■ TASK:
Write out the lines below once more, exactly as they appear. Do not include pictures.

■ RECORDS PROVIDED:
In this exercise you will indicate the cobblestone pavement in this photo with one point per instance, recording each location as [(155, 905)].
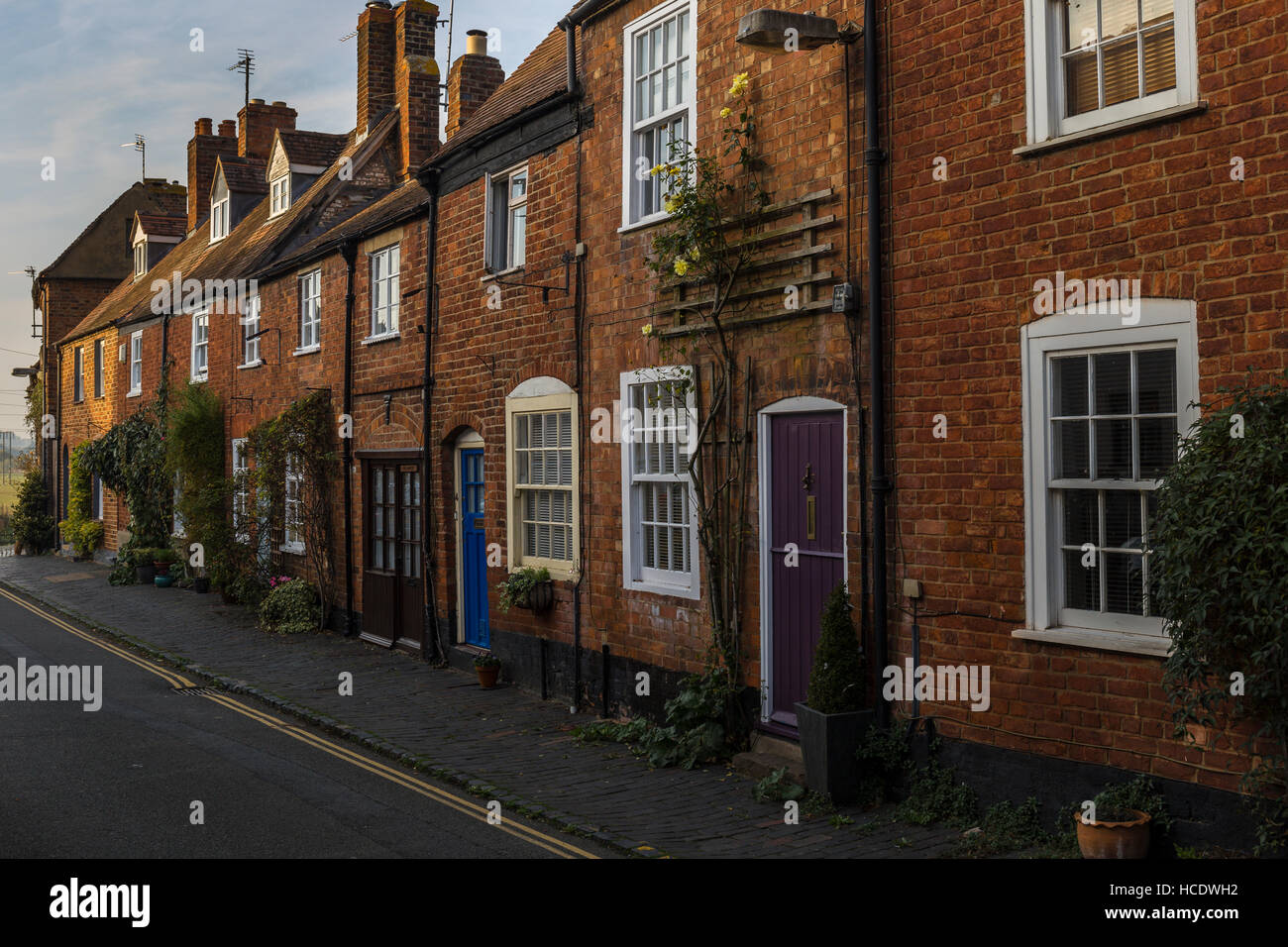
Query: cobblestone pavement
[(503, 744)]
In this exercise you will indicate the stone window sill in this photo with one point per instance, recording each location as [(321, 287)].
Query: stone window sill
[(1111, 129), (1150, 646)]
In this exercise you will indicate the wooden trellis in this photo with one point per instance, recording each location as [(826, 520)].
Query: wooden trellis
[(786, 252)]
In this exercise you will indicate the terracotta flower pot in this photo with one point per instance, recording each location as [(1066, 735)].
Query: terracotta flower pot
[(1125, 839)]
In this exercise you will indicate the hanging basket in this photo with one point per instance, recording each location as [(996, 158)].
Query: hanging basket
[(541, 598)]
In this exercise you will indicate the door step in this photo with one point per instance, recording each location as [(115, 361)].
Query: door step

■ EXPECTED ANSWER:
In this exercise you will indicate the cobblestone pavement in this photo with one point per instance, recording each location as [(155, 905)].
Query: cobblestone pavement
[(503, 744)]
In this exercise you will indicate the stone window sill in this photo with one point per instance, recording each location as [(321, 287)].
Query: stone window sill
[(1111, 129), (1150, 646)]
In this exercise you will indicate the wooden trellis in this photo with one point per instance, recording each location as [(826, 520)].
Query: wooden trellis
[(786, 252)]
In this exercise you will indicate the terracotta flower pot in this photo with one point per instance, recording each location as [(1066, 735)].
Query: terracotta flower pot
[(1125, 839)]
In this exercise you will indicate the hanging basket in this photo with one point per instance, recording each location as [(996, 158)].
Query: hanging basket
[(541, 598)]
In this exercise you will indicate the door step in this photo with one point per instance, recording each location as [(115, 361)].
Query: door step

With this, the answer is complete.